*** Items

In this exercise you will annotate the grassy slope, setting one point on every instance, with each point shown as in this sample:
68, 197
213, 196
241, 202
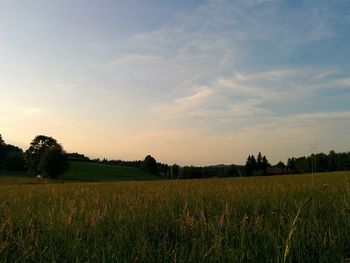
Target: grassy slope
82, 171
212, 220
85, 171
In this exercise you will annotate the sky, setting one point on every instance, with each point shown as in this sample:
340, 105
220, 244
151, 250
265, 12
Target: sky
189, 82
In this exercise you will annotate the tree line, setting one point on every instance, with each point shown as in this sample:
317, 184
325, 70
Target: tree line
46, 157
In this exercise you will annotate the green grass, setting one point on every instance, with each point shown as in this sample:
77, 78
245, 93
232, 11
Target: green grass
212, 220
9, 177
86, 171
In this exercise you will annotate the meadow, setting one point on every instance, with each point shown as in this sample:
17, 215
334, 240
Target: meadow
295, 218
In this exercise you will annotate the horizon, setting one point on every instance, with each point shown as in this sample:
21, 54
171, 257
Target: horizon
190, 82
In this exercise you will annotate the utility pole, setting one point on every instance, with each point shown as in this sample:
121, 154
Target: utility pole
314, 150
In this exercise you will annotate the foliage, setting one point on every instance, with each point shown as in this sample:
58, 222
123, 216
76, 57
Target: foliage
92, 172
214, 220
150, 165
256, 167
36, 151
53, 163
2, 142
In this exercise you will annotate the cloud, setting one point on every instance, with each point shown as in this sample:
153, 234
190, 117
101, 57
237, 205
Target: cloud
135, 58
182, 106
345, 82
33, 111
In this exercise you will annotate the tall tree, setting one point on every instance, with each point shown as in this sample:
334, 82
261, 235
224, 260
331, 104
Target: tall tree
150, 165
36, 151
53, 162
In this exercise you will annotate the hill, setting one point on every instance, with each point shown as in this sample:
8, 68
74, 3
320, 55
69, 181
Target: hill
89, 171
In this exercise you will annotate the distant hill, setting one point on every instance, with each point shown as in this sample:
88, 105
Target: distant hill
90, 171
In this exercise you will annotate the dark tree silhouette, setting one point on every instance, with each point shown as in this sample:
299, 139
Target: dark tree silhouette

******
*** Items

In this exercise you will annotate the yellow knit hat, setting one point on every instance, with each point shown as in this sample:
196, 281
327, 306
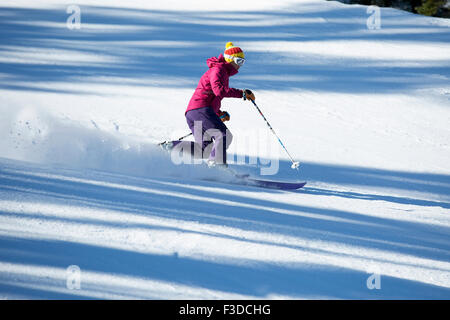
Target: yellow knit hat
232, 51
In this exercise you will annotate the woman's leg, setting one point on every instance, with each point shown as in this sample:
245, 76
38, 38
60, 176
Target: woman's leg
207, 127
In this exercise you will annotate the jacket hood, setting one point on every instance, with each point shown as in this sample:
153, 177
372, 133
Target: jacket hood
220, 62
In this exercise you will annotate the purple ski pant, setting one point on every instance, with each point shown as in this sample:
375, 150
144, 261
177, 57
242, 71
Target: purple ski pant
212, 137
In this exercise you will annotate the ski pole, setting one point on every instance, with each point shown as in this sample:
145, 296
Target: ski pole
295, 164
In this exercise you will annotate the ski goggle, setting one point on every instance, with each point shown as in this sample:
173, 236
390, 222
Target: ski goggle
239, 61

******

• **Work to do**: Please convert the records from the line containing "In this exercise you will annotate the cloud, setting" through the line containing "Target: dark tree silhouette" into a numbered list, leaving out any blank lines.

• **Answer**:
1. In this exercise you will annotate the cloud, setting one point on every instance, with each point shown as in this sample:
2. 153, 234
3. 190, 117
4. 101, 57
5. 237, 205
6. Target: cloud
7. 135, 58
8. 182, 106
9. 345, 82
10. 33, 111
11. In this exercise you will annotate the tall tree, setting one point on every instance, with each point shown as in this sample:
12. 334, 82
13. 261, 235
14. 224, 260
15. 331, 104
16. Target: tall tree
17. 150, 165
18. 36, 151
19. 53, 162
20. In this exercise you will annotate the hill, setting one point on every instance, with each point shown as in this sample:
21. 8, 68
22. 74, 3
23. 320, 55
24. 69, 181
25. Target: hill
26. 89, 171
27. In this exercise you will annotate the distant hill, setting one point on every instance, with each point shown as in this sample:
28. 88, 105
29. Target: distant hill
30. 90, 171
31. In this exercise you will annotate the dark tree silhouette, setting one point on every instance, with each point shown as in this sample:
32. 299, 139
33. Target: dark tree silhouette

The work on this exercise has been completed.